## TASK REQUIREMENTS
Using the text on income inequality, explain in one to three sentences why it says inequality holds back economic growth.

## TEXT

The stakes are enormous. By any statistical measure, income inequality—both in California and the rest of the United States—has been growing steadily for 30 years, and its effects are corrosive across all sectors of society. Researchers say those who live in more unequal societies suffer worse health outcomes and live shorter lives. They deal with mental and emotional issues in disproportionate numbers. Their children have more difficulties in school.
Income inequality also holds back economic growth. Those struggling to afford necessities aren’t spending on the big-ticket items billionaires sell, and they often incur debts they can’t repay. Their children are being denied the kind of expensive educational opportunities that could lead them to better, better-paying jobs, allowing them to contribute more to the economy. A cycle of near-poverty occurs, and research shows that it ends up harming society as a whole, leading to a decline in the country’s gross domestic product.
California is the state with both the most billionaires and the highest poverty rate.

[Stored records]
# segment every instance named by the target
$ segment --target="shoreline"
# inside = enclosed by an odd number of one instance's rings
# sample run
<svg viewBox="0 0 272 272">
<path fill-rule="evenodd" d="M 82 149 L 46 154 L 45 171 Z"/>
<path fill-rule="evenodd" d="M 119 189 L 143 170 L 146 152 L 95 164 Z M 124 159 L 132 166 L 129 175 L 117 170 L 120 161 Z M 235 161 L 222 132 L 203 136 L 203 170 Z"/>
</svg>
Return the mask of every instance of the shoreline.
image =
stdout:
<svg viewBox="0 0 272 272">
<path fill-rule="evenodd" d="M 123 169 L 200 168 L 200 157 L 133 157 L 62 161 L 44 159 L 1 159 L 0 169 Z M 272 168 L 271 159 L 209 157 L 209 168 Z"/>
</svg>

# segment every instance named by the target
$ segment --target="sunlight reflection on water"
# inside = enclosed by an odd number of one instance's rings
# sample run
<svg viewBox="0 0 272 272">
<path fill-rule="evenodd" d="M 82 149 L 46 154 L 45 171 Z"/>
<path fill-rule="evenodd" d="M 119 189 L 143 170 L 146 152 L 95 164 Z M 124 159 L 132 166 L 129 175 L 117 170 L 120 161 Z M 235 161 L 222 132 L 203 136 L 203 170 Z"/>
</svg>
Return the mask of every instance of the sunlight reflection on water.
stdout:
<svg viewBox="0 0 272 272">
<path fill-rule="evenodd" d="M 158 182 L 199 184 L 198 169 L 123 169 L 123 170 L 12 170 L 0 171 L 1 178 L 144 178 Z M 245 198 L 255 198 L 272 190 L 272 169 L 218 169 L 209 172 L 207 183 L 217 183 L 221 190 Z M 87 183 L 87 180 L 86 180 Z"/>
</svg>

## RESULT OF THE TASK
People struggling to afford necessities don't buy the big-ticket items billionaires sell, and they often take on debts they can't repay. Their children also miss expensive educational opportunities that could lead to better-paying jobs and greater economic contribution. This creates a cycle of near-poverty that harms society as a whole and lowers gross domestic product.